++++ Data shown

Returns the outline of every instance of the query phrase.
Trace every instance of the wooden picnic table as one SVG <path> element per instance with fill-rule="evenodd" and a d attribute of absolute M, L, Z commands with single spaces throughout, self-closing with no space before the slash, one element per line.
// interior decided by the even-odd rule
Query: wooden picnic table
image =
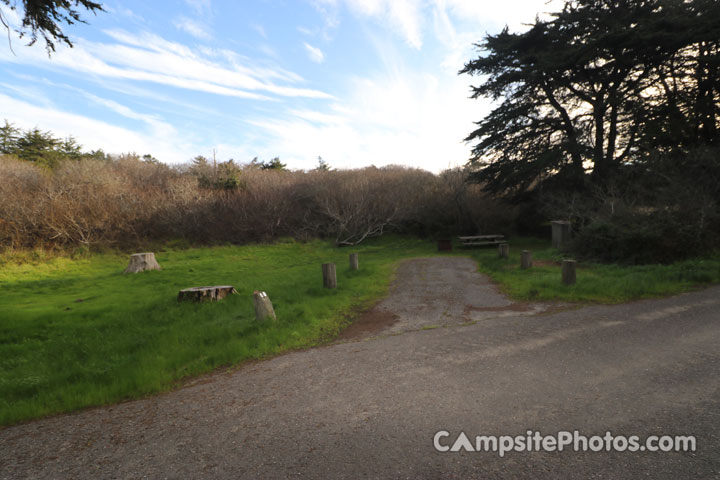
<path fill-rule="evenodd" d="M 471 235 L 458 237 L 463 247 L 476 247 L 481 245 L 497 245 L 505 243 L 505 235 Z"/>

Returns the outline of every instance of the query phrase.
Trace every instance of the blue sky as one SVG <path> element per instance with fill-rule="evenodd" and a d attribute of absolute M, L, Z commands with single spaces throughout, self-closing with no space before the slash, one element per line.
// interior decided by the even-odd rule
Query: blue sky
<path fill-rule="evenodd" d="M 457 71 L 544 0 L 125 0 L 48 58 L 0 42 L 0 121 L 86 149 L 307 169 L 462 165 L 488 111 Z M 0 6 L 11 22 L 18 14 Z M 3 32 L 3 37 L 5 32 Z"/>

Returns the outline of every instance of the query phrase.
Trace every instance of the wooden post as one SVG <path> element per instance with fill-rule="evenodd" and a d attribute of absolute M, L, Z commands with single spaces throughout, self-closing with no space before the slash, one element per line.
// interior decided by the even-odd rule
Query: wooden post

++++++++

Write out all of the lines above again, word for word, but leave out the pictures.

# Correct answer
Returns the outline of every instance of the query phrase.
Trace every instance of the wooden picnic table as one SVG <path> element per instance with fill-rule="evenodd" and a d attribute of absolute M, L, Z commands with single spaces throughout, self-closing with no space before the slash, one element per line.
// interior decided by the even-odd rule
Query: wooden picnic table
image =
<path fill-rule="evenodd" d="M 471 235 L 458 237 L 463 247 L 476 247 L 481 245 L 497 245 L 505 243 L 505 235 Z"/>

Returns the outline of every instance of the query phrase.
Trace every instance of the blue sky as one SVG <path> element per instance with fill-rule="evenodd" and a d attribute of absolute M, L, Z commands with single spaces throughout, self-closing with no space before the slash, one element per line.
// interior decided by the even-odd rule
Query: blue sky
<path fill-rule="evenodd" d="M 457 71 L 544 0 L 125 0 L 48 58 L 0 42 L 0 121 L 86 149 L 307 169 L 462 165 L 488 111 Z M 0 6 L 11 22 L 18 14 Z M 3 32 L 3 37 L 5 32 Z"/>

Returns the outline of every instance of the query phrase.
Trace every instance of the wooden post as one SVG <path> element per instance with fill-rule="evenodd" and a d attribute of absolute M, L, Z commands with single spaces throughout, self-closing with no space before the slash, one element per line.
// interior decided by the even-odd rule
Query: wooden post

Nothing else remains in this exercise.